Can you render all the rows below as a Markdown table with the columns Line and Text, giving each non-blank line its own number in order? Leave the pictures out.

== EXERCISE MATERIAL ==
<<<<
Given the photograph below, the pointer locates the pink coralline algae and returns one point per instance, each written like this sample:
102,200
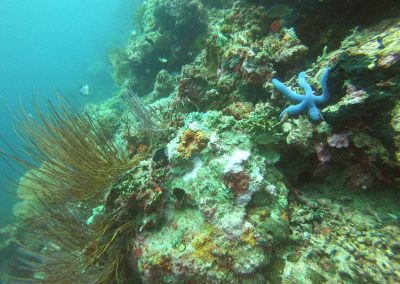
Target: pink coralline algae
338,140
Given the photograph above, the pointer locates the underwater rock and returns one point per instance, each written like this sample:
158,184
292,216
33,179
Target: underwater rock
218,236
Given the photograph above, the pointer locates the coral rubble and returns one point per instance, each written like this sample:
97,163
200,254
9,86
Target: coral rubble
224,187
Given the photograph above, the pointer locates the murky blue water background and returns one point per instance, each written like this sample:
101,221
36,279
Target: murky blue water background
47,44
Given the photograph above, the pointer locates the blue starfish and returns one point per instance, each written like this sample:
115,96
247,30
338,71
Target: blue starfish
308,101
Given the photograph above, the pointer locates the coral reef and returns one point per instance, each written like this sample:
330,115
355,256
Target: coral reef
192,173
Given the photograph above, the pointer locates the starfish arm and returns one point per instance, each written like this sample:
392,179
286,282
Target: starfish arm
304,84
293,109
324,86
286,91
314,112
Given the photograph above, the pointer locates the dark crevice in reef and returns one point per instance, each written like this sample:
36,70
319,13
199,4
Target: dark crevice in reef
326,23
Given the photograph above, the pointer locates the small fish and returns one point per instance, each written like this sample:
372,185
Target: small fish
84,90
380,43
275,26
>>>>
== THE SOLUTION ==
| Line | Text |
|---|---|
| 1 | Given the photograph below, the pointer locates the pink coralline algae and returns one point per instance, each written like this sample: |
| 2 | 102,200 |
| 3 | Target: pink coralline algae |
| 4 | 338,140 |
| 5 | Given the photograph above, the pointer locates the underwater rock and returns one point per instance, each written like this sample: |
| 6 | 158,184 |
| 7 | 292,216 |
| 8 | 33,179 |
| 9 | Target: underwater rock |
| 10 | 218,236 |
| 11 | Given the photograph above, the pointer locates the coral rubble and returns one point per instance, each written like this sample: |
| 12 | 97,163 |
| 13 | 200,254 |
| 14 | 9,86 |
| 15 | Target: coral rubble |
| 16 | 224,187 |
| 17 | Given the photograph above, the pointer locates the murky blue water background and returns one point per instance, each written like this sample: |
| 18 | 101,221 |
| 19 | 36,279 |
| 20 | Target: murky blue water background |
| 21 | 47,44 |
| 22 | Given the photograph above, the pointer locates the blue starfish and returns one point per instance, each written like this sample: |
| 23 | 115,96 |
| 24 | 247,30 |
| 25 | 338,71 |
| 26 | Target: blue starfish |
| 27 | 308,101 |
| 28 | Given the photograph above, the pointer locates the coral reef and returns one point per instance, each written like this sample: |
| 29 | 330,115 |
| 30 | 355,256 |
| 31 | Target: coral reef |
| 32 | 192,173 |
| 33 | Given the photograph above, the pointer locates the starfish arm and returns one point per instance, each written like this sample: |
| 34 | 392,179 |
| 35 | 286,282 |
| 36 | Target: starfish arm |
| 37 | 304,84 |
| 38 | 293,109 |
| 39 | 324,86 |
| 40 | 286,91 |
| 41 | 314,112 |
| 42 | Given the photograph above, the pointer locates the dark crevice in reef and returns one point per instance, each written like this sample: |
| 43 | 36,70 |
| 44 | 319,13 |
| 45 | 199,4 |
| 46 | Target: dark crevice in reef |
| 47 | 326,23 |
| 48 | Given the photograph above, the pointer locates the small fish and returns one point per instance, each written like this sample: |
| 49 | 372,185 |
| 50 | Target: small fish |
| 51 | 84,90 |
| 52 | 380,43 |
| 53 | 275,26 |